# PROMPT:
From the first record to the last, write out each one exactly.
####################
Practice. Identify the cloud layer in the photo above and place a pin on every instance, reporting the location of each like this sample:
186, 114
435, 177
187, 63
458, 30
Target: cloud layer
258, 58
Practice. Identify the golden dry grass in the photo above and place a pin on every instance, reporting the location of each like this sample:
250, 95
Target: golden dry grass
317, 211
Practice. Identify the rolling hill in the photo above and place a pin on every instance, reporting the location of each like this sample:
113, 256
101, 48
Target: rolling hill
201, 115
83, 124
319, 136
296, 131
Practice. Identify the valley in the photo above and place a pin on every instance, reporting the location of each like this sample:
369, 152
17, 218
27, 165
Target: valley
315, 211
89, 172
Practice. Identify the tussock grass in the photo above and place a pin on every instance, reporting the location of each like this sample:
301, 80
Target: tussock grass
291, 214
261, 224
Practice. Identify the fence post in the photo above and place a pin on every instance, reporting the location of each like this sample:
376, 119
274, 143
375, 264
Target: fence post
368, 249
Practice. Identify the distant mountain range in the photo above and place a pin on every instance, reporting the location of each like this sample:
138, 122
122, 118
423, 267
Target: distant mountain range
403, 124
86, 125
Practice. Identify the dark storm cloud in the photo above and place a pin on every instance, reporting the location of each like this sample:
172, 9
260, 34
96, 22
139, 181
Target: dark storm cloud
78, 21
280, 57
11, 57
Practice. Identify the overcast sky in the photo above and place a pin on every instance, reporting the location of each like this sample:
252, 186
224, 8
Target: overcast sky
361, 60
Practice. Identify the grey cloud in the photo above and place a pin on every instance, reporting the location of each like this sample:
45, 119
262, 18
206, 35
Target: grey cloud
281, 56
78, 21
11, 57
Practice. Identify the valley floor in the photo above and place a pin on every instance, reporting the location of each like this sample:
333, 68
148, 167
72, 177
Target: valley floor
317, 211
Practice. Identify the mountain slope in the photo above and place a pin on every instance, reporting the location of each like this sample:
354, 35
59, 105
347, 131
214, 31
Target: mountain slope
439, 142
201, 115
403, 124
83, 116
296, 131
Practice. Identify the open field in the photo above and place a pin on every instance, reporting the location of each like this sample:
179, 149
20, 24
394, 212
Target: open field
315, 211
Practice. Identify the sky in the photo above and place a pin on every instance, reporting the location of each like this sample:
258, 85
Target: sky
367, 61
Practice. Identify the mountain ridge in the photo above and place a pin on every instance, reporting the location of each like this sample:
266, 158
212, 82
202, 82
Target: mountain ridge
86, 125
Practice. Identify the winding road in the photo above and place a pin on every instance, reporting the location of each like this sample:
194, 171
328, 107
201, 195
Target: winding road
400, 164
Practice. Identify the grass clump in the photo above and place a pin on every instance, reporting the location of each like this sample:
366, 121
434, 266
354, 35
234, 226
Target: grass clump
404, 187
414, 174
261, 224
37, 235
####################
# THE COMPLETED TASK:
Practice. Identify the cloud layer in the photo above and place a pin on every instance, reporting the location of each like this sample:
186, 114
435, 177
187, 63
458, 30
Target: cloud layer
258, 58
Practice. Identify the golden dry grass in the photo above and place a pin on every instance, reporting the location of each like this sample:
250, 95
Target: golden dry grass
317, 211
Practice. Identify the rolling hill in the photo above and place a pin on every instance, reporting the location of each like this sample:
113, 256
101, 48
Target: rolling hill
201, 115
83, 124
319, 136
296, 131
Practice. Identify the valley in the photo above and place a pin on every instance, reporting the location of each like this sample:
369, 152
17, 218
27, 165
Target: valley
315, 211
89, 172
Practice. Identify the tussock grass in the photo above and place a pin on every instance, reporting the location of each like this sample:
301, 80
Target: tussock grass
291, 214
261, 224
Practice. Identify the fence post in the photo above and place a pin on every instance, reporting the location of each like this sample:
376, 119
274, 143
375, 264
Target: fence post
368, 249
Practice. Identify the distant mountain range in the photo above and place a pin on every instance, reporting the location of each like this sample:
138, 122
122, 118
423, 267
Target: distant mountain range
403, 124
86, 125
Practice. Identify the dark storm cloud in the photo above and place a pin on every instance, reporting the location of each like this sample:
172, 9
260, 34
96, 22
139, 181
Target: dark storm cloud
78, 21
280, 57
11, 57
Practice. Identify the overcast sky in the photo above and place a pin on every instance, reporting the location of each like this sample:
252, 186
224, 8
Target: overcast sky
361, 60
Practice. Identify the grey cloud in the photo above and place a pin on every instance, reporting the location of each like this sample:
45, 119
262, 18
206, 35
Target: grey cloud
281, 56
78, 21
11, 57
Practice. Identify the valley floor in the photo above and place a pin on every instance, reporting the location of each like this sample:
333, 68
148, 167
72, 177
Target: valley floor
317, 211
Practice. Identify the mountain slope in the photo above and place a pin on every instance, reporting the location of each like this sample:
354, 35
59, 105
347, 131
214, 31
Target: mountain slope
439, 142
201, 115
403, 124
83, 116
296, 131
Practice. Identify the open field in the photo above and place a pin on every instance, reporting the location of each like this sample:
179, 149
20, 24
394, 212
Target: open field
315, 211
Practice. Identify the sky in the photo above and place a pin on every instance, reporting the location of each like this sample:
258, 85
Target: sky
367, 61
Practice. Identify the mountain ridge in the photo above and place a pin on every instance, reporting the location of each like this sample:
266, 158
212, 82
202, 82
Target: mountain ridge
86, 125
Practice. Identify the winding road in the photo above and place a pin on every instance, reporting the location of each like this sample:
194, 171
328, 107
201, 195
Target: winding road
400, 164
Practice. Identify the grass clump in the photo above and place a pin on every instance, reporting the location of each like this sample:
366, 121
434, 266
354, 35
234, 226
Target: grass clump
404, 187
414, 174
261, 224
37, 235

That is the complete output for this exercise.